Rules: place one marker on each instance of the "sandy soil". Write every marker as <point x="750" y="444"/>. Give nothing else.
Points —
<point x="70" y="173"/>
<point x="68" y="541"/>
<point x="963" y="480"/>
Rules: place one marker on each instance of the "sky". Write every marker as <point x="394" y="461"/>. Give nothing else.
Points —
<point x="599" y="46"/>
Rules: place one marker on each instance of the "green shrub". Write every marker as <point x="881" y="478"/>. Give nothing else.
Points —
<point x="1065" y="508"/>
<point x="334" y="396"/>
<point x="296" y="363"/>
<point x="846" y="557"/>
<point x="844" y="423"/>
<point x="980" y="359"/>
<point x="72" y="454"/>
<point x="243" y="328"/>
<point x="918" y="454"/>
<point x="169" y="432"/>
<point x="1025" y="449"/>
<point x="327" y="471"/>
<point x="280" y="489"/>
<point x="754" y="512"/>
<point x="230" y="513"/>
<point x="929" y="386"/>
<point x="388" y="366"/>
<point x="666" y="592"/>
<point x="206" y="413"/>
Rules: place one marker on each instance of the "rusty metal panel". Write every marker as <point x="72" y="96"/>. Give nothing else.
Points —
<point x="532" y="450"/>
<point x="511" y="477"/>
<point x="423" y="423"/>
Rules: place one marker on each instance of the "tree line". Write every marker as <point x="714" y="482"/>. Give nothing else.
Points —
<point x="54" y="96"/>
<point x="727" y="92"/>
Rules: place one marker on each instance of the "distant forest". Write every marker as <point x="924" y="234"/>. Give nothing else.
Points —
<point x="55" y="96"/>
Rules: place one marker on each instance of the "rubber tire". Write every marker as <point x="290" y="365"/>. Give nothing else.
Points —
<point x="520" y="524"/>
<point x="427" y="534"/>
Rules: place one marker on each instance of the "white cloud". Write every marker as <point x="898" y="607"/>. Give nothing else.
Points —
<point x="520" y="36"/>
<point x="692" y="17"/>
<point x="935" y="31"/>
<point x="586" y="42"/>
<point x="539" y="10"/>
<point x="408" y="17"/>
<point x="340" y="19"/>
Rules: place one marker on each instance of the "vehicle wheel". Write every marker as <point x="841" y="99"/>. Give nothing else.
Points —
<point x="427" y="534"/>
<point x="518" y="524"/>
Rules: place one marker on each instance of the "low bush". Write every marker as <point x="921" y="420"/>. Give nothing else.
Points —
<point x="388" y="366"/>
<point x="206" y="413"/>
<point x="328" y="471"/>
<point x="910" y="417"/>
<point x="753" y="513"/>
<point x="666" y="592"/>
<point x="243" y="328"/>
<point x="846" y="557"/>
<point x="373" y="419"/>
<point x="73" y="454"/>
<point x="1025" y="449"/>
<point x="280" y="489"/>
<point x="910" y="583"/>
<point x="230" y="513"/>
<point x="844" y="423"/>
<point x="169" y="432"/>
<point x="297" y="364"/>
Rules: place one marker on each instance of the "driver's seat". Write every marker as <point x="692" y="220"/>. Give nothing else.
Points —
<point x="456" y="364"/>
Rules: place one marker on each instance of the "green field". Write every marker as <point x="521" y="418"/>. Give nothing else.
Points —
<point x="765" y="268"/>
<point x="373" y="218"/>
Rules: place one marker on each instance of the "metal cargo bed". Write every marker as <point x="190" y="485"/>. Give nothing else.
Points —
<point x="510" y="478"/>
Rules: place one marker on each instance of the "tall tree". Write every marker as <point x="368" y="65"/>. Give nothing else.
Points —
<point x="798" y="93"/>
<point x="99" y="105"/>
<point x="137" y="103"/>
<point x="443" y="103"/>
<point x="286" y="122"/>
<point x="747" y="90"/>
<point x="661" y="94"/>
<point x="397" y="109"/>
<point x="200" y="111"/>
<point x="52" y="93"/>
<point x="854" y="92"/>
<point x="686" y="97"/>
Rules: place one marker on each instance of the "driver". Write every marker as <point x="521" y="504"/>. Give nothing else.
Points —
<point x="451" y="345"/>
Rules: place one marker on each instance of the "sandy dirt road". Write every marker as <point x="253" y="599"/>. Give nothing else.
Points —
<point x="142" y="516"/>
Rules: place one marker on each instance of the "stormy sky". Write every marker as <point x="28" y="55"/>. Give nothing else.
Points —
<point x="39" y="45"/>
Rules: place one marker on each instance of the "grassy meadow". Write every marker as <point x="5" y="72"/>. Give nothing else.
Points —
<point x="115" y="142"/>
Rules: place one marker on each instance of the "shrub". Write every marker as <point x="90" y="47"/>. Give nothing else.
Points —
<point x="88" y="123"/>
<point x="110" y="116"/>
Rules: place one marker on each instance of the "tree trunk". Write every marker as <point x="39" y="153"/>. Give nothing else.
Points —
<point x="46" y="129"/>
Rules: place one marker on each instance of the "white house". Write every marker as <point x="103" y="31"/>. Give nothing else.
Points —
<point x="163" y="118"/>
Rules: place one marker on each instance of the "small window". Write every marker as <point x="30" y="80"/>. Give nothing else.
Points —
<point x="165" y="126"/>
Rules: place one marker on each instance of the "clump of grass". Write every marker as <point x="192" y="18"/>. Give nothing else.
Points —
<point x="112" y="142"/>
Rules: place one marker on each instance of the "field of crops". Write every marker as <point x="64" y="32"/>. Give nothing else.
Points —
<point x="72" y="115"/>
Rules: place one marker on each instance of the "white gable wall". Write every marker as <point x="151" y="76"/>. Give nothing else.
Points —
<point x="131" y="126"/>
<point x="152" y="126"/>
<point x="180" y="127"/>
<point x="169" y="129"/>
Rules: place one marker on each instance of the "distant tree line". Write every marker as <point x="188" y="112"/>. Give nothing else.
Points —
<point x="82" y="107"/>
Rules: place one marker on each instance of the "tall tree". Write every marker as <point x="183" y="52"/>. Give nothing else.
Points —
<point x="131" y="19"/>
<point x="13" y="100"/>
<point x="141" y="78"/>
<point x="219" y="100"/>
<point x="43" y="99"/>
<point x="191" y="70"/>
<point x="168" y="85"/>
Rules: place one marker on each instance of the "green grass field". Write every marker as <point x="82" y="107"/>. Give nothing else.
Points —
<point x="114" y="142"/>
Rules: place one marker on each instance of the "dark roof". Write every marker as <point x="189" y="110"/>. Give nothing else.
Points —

> PROBLEM TO SOLVE: Write out the full listing, keeping every line exactly as it is.

> ANSWER TO THIS EXERCISE:
Rules: place one marker on each instance of the "sandy soil". Write every marker as <point x="750" y="444"/>. Give nothing else.
Points —
<point x="70" y="173"/>
<point x="68" y="541"/>
<point x="963" y="480"/>
Rules: place one marker on each instance of the "sky". Write every marker as <point x="394" y="461"/>. Give nothing else.
Points —
<point x="599" y="46"/>
Rules: place one marker on each instance of the "green shrub". Write every marker as <point x="881" y="478"/>. Give nothing else.
Points —
<point x="1065" y="508"/>
<point x="334" y="396"/>
<point x="296" y="363"/>
<point x="846" y="557"/>
<point x="844" y="423"/>
<point x="980" y="359"/>
<point x="72" y="454"/>
<point x="243" y="328"/>
<point x="918" y="454"/>
<point x="169" y="432"/>
<point x="1025" y="449"/>
<point x="327" y="471"/>
<point x="280" y="489"/>
<point x="754" y="512"/>
<point x="230" y="513"/>
<point x="929" y="386"/>
<point x="388" y="366"/>
<point x="666" y="592"/>
<point x="206" y="413"/>
Rules: place one marker on each instance of the "rusty metal panel". Write every marker as <point x="72" y="96"/>. Give nothing else.
Points —
<point x="532" y="450"/>
<point x="511" y="477"/>
<point x="423" y="423"/>
Rules: place one marker on each instance of the "tree line". Write every marker as <point x="714" y="482"/>. Give nothing else.
Points —
<point x="54" y="96"/>
<point x="727" y="92"/>
Rules: place one marker on each instance of the "distant forest". Write every marker as <point x="924" y="234"/>. Give nothing else.
Points —
<point x="55" y="96"/>
Rules: place one marker on each instance of the "rubber tire". Write every marker as <point x="290" y="365"/>. Give nothing else.
Points —
<point x="520" y="524"/>
<point x="427" y="534"/>
Rules: place one marker on each instance of the "white cloud". Write every marker as <point x="898" y="607"/>. Give nothing else.
Points —
<point x="520" y="36"/>
<point x="692" y="17"/>
<point x="935" y="31"/>
<point x="586" y="42"/>
<point x="539" y="10"/>
<point x="408" y="17"/>
<point x="340" y="19"/>
Rules: place one marker on each instance of the "vehicle wheel". Write every marker as <point x="841" y="99"/>. Give nothing else.
Points —
<point x="427" y="534"/>
<point x="518" y="524"/>
Rules: place one marker on each instance of the "low bush". Write every marker as <point x="921" y="420"/>. Give nothing else.
Points —
<point x="388" y="366"/>
<point x="206" y="413"/>
<point x="328" y="471"/>
<point x="910" y="417"/>
<point x="753" y="513"/>
<point x="666" y="592"/>
<point x="243" y="328"/>
<point x="846" y="557"/>
<point x="373" y="419"/>
<point x="73" y="454"/>
<point x="1025" y="449"/>
<point x="280" y="489"/>
<point x="910" y="583"/>
<point x="230" y="513"/>
<point x="844" y="423"/>
<point x="169" y="432"/>
<point x="297" y="364"/>
Rules: place one marker on each instance of the "driver's seat". Write every marker as <point x="692" y="220"/>. Give nothing else.
Points —
<point x="456" y="364"/>
Rules: place one marker on each instance of the "green field". Write every marker as <point x="521" y="418"/>. Give nothing else.
Points —
<point x="765" y="268"/>
<point x="373" y="218"/>
Rules: place one marker on each instance of the "metal cargo bed". Write every marker as <point x="190" y="485"/>. Give nothing else.
Points —
<point x="510" y="478"/>
Rules: place one marker on each instance of the "tall tree". Write every marker as <point x="368" y="65"/>. Give nothing else.
Points —
<point x="798" y="93"/>
<point x="99" y="105"/>
<point x="137" y="103"/>
<point x="443" y="103"/>
<point x="286" y="122"/>
<point x="747" y="90"/>
<point x="661" y="94"/>
<point x="397" y="109"/>
<point x="200" y="111"/>
<point x="52" y="93"/>
<point x="854" y="92"/>
<point x="686" y="97"/>
Rules: place one marker on each instance of the "driver". Write every marker as <point x="521" y="504"/>. Give nothing else.
Points —
<point x="451" y="345"/>
Rules: place one marker on each instance of the "sandy dirt road". Write every marker as <point x="253" y="599"/>. Give nothing else.
Points —
<point x="142" y="516"/>
Rules: place one marker on each instance of the "stormy sky". Write every marker as <point x="28" y="55"/>. Give nothing else.
Points —
<point x="39" y="45"/>
Rules: place one marker on each instance of the "grassy meadow". Write every marker as <point x="5" y="72"/>. Give nothing else.
Points —
<point x="115" y="142"/>
Rules: place one marker on each instance of the "shrub". Write every marker as <point x="90" y="47"/>. Give nothing else.
Points —
<point x="88" y="123"/>
<point x="110" y="116"/>
Rules: place one marker on each instance of the "tree trunk". Write every marker as <point x="39" y="153"/>. Give nothing else.
Points —
<point x="46" y="129"/>
Rules: place one marker on each instance of the "white house". Write every marker as <point x="103" y="31"/>. Give nothing else.
Points —
<point x="163" y="118"/>
Rules: place one marker on each instance of the "small window". Write every marker as <point x="30" y="80"/>. Give nothing else.
Points —
<point x="165" y="126"/>
Rules: place one marker on each instance of the "clump of grass". Write every marker as <point x="192" y="18"/>. Give nothing else.
Points —
<point x="112" y="142"/>
Rules: place one marker on each instance of the "field of crops". Write every marker as <point x="64" y="32"/>. Give nothing else.
Points —
<point x="72" y="115"/>
Rules: place one marker on each instance of the "white gable wall". Write every marker as <point x="151" y="76"/>. Give nothing else.
Points —
<point x="131" y="126"/>
<point x="152" y="126"/>
<point x="180" y="127"/>
<point x="169" y="129"/>
Rules: place one marker on each instance of the "distant tree line". Write every marker as <point x="188" y="112"/>. Give nothing else.
Points —
<point x="82" y="107"/>
Rules: place one marker on each instance of the "tall tree". Write every marker as <point x="183" y="52"/>. Give nothing else.
Points —
<point x="131" y="19"/>
<point x="13" y="100"/>
<point x="141" y="78"/>
<point x="219" y="100"/>
<point x="43" y="99"/>
<point x="191" y="70"/>
<point x="168" y="85"/>
Rules: place one marker on each instance of the "green grass field". Write every marker as <point x="82" y="107"/>. Give nothing else.
Points —
<point x="114" y="142"/>
Rules: place one marker on each instance of the "dark roof". Write every marker as <point x="189" y="110"/>. Give nothing else.
Points —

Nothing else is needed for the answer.